╔══

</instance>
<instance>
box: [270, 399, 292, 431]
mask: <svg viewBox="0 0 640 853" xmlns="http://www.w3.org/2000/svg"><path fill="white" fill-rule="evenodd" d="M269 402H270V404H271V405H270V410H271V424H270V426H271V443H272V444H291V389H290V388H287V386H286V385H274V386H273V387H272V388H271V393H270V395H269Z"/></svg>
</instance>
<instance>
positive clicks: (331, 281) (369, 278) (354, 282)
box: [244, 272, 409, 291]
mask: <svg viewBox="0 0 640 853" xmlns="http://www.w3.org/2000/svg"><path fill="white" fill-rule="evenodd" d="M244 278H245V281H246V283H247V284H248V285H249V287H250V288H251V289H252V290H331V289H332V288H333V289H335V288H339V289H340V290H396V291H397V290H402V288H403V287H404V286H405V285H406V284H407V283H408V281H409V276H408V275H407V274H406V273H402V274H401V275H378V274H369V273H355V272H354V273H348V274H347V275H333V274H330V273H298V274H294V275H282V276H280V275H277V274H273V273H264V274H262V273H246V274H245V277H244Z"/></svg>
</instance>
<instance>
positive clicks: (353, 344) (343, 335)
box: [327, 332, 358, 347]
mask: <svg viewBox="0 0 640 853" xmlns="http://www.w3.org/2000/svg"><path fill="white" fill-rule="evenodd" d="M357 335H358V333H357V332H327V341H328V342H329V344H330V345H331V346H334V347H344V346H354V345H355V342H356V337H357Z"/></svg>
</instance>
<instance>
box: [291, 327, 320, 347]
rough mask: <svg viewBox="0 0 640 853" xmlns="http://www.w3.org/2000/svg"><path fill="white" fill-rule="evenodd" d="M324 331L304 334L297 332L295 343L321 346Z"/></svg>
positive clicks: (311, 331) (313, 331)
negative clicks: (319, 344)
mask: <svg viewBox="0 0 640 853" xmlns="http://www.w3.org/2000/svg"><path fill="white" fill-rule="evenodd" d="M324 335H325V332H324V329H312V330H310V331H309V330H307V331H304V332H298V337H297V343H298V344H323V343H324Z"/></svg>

╚══

All lines from the one with "rough mask: <svg" through the end of the data must be repeated exactly, and nothing else may be repeated.

rough mask: <svg viewBox="0 0 640 853" xmlns="http://www.w3.org/2000/svg"><path fill="white" fill-rule="evenodd" d="M324 331L304 334L297 332L295 343L321 346Z"/></svg>
positive clicks: (311, 331) (313, 331)
negative clicks: (319, 344)
mask: <svg viewBox="0 0 640 853" xmlns="http://www.w3.org/2000/svg"><path fill="white" fill-rule="evenodd" d="M324 335H325V332H324V329H312V330H310V331H309V330H307V331H304V332H298V337H297V343H298V344H323V343H324Z"/></svg>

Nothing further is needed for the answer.